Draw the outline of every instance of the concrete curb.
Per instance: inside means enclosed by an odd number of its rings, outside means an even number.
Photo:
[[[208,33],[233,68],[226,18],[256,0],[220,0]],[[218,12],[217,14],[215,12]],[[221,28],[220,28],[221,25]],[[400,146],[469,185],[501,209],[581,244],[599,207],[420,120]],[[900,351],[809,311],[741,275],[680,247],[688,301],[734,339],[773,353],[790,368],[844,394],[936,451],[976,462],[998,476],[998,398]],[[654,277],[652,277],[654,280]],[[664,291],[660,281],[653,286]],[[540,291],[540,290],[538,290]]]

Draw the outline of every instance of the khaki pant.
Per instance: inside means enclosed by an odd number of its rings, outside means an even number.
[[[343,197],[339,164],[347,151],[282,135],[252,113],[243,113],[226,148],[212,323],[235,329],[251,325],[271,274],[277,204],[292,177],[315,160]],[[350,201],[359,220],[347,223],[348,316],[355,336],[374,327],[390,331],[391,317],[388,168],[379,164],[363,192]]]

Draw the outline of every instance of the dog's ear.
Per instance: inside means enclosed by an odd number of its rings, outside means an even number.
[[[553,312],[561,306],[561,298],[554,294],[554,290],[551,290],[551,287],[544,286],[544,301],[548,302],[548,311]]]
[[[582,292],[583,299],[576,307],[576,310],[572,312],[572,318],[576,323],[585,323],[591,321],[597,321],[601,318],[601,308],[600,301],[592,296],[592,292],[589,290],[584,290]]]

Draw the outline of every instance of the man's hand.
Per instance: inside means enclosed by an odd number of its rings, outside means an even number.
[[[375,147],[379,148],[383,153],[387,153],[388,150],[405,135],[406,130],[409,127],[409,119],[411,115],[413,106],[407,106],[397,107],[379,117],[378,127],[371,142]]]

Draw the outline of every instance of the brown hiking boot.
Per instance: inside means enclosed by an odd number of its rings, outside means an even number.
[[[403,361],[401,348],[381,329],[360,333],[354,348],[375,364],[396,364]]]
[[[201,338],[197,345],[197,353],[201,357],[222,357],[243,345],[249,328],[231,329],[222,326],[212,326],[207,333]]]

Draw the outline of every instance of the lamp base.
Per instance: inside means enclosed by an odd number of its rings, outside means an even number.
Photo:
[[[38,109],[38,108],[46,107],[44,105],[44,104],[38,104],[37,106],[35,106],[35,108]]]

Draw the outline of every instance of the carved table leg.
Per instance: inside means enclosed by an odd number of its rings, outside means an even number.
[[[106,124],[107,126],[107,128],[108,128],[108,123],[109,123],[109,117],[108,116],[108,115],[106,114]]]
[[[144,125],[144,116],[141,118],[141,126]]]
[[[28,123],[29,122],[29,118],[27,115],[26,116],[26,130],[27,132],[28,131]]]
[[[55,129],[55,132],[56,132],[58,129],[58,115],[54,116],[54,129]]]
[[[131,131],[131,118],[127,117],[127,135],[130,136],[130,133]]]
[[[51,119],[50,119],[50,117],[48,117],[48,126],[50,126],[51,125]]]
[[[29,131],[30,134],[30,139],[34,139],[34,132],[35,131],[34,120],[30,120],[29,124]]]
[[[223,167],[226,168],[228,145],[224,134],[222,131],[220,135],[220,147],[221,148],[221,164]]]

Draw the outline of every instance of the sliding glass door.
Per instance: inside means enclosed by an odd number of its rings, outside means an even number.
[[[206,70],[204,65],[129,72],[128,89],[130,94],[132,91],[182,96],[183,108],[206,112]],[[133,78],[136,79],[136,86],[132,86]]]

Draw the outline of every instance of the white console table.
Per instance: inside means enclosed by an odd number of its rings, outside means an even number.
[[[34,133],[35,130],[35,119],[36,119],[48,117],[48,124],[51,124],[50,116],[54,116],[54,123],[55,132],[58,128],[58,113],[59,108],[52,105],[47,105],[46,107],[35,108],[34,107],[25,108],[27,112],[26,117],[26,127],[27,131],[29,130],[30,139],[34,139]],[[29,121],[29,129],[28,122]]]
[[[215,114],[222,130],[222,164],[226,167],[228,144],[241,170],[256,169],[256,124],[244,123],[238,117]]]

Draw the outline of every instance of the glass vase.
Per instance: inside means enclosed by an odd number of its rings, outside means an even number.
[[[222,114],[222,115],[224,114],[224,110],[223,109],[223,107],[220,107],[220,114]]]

Stated goal:
Render every line of the items above as a JSON array of strings, one string per line, with blank lines omitted.

Exercise solution:
[
  "Draw the outline of every instance of the concrete curb.",
  "Per instance: inside means enclosed by an odd number of its rings, outside means an even number.",
  "Photo:",
  "[[[208,33],[233,68],[226,18],[256,0],[220,0]],[[218,12],[217,14],[215,12]],[[221,28],[220,28],[221,25]],[[400,146],[469,185],[501,209],[581,244],[599,207],[420,120]],[[900,351],[809,311],[741,275],[680,247],[688,301],[734,339],[773,353],[790,368],[844,394],[936,451],[976,462],[998,476],[998,398]],[[654,277],[652,277],[654,280]],[[664,291],[660,281],[653,286]],[[540,291],[540,290],[538,290]]]",
  "Draw the outline of every instance of the khaki pant.",
  "Per instance: inside means enclosed by an odd number of its rings, outside means an even number.",
  "[[[343,197],[339,164],[347,151],[282,135],[252,113],[243,113],[226,148],[212,323],[235,329],[251,325],[271,274],[277,204],[292,177],[315,160]],[[350,201],[359,220],[347,223],[348,316],[355,336],[374,327],[390,331],[391,317],[388,168],[379,164],[363,192]]]",
  "Draw the outline of every instance of the dog's ear.",
  "Per instance: inside means enclosed by an odd number of its rings, outside means an even number.",
  "[[[553,312],[561,306],[561,298],[554,294],[554,290],[551,290],[551,287],[544,286],[544,301],[548,302],[548,311]]]",
  "[[[582,292],[583,299],[576,307],[576,310],[572,312],[572,318],[576,323],[585,323],[591,321],[597,321],[601,318],[601,308],[600,301],[592,296],[592,292],[589,290],[584,290]]]",
  "Draw the outline of every instance of the man's hand.",
  "Per instance: inside means enclosed by an odd number of its rings, outside means an even number.",
  "[[[375,147],[379,148],[383,153],[387,153],[388,150],[405,135],[406,130],[409,127],[409,119],[411,115],[413,106],[407,106],[397,107],[379,117],[378,127],[371,142]]]",
  "Draw the outline of every instance of the brown hiking boot.",
  "Per instance: inside means enclosed by an odd number of its rings, outside means an even number.",
  "[[[403,361],[401,348],[381,329],[360,333],[354,348],[375,364],[396,364]]]",
  "[[[201,338],[197,345],[197,353],[201,357],[222,357],[243,345],[249,328],[231,329],[222,326],[212,326],[207,333]]]",
  "Draw the outline of every instance of the lamp base.",
  "Per instance: inside means enclosed by an odd number of its rings, outside means an even number.",
  "Photo:",
  "[[[38,109],[38,108],[46,107],[44,105],[44,104],[38,104],[37,106],[35,106],[35,108]]]",
  "Draw the outline of every instance of the carved table leg.",
  "Per instance: inside means enclosed by an odd number of its rings, outside means an even number.",
  "[[[106,124],[107,126],[107,128],[108,128],[108,123],[109,123],[109,117],[108,116],[108,115],[106,114]]]",
  "[[[144,125],[144,116],[141,118],[141,126]]]",
  "[[[28,123],[29,122],[29,118],[27,115],[26,116],[26,130],[27,132],[28,131]]]",
  "[[[55,129],[55,132],[56,132],[58,129],[58,115],[54,116],[54,129]]]",
  "[[[131,131],[131,118],[127,117],[127,135],[130,136],[130,133]]]",
  "[[[51,119],[50,119],[50,117],[48,117],[48,126],[50,126],[51,125]]]",
  "[[[29,131],[30,134],[30,139],[34,139],[34,132],[35,131],[34,120],[30,120],[29,124]]]",
  "[[[223,167],[226,168],[228,145],[224,134],[222,131],[220,135],[220,147],[221,148],[221,164]]]",
  "Draw the outline of every instance of the sliding glass door.",
  "Per instance: inside means enclosed by an odd number of its rings, outside means an even number.",
  "[[[206,70],[204,65],[129,72],[128,89],[130,94],[132,91],[182,96],[183,108],[206,112]],[[133,78],[136,79],[136,86],[132,86]]]",
  "Draw the outline of every instance of the white console table.",
  "Per instance: inside means enclosed by an odd number of its rings, outside means an even number.",
  "[[[34,133],[35,130],[35,119],[36,119],[48,117],[48,124],[51,124],[50,116],[54,116],[54,123],[55,132],[58,128],[58,113],[59,108],[52,105],[47,105],[46,107],[35,108],[34,107],[25,108],[27,112],[26,117],[26,127],[27,131],[29,130],[30,139],[34,139]],[[29,121],[29,129],[28,122]]]",
  "[[[215,114],[222,130],[222,164],[226,167],[228,144],[241,170],[256,169],[256,124],[244,123],[238,117]]]",
  "Draw the outline of every instance of the glass vase.",
  "Per instance: inside means enclosed by an odd number of its rings, outside means an even number.",
  "[[[222,114],[222,115],[224,114],[224,110],[223,109],[223,107],[220,107],[220,114]]]"
]